**What the task requires**
Could you please transcribe the data exactly, without the pictures?

Dataset entries:
Content starts

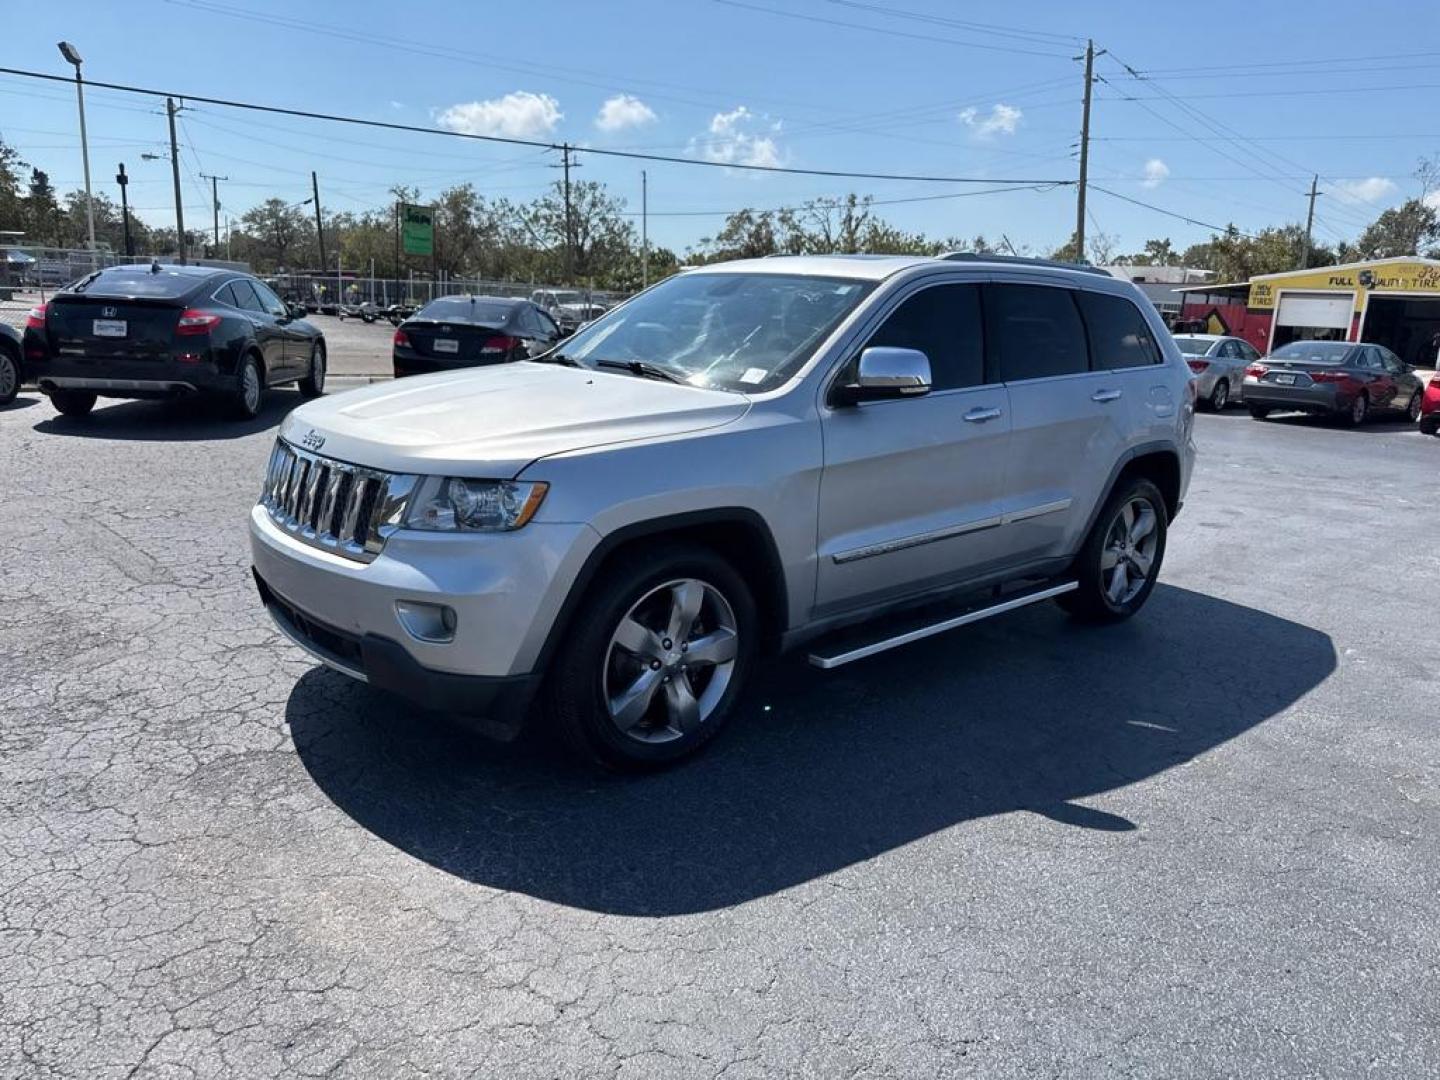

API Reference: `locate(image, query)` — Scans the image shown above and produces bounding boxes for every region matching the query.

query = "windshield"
[414,297,515,325]
[1270,341,1352,364]
[1173,337,1215,355]
[557,272,874,392]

Content ends

**Task result**
API Reference: `locate(image, query)` — Scans the image shown above and produces bounding boxes for every region matching the query.

query = "windshield"
[414,297,515,325]
[1270,341,1352,364]
[1173,337,1215,355]
[557,272,874,392]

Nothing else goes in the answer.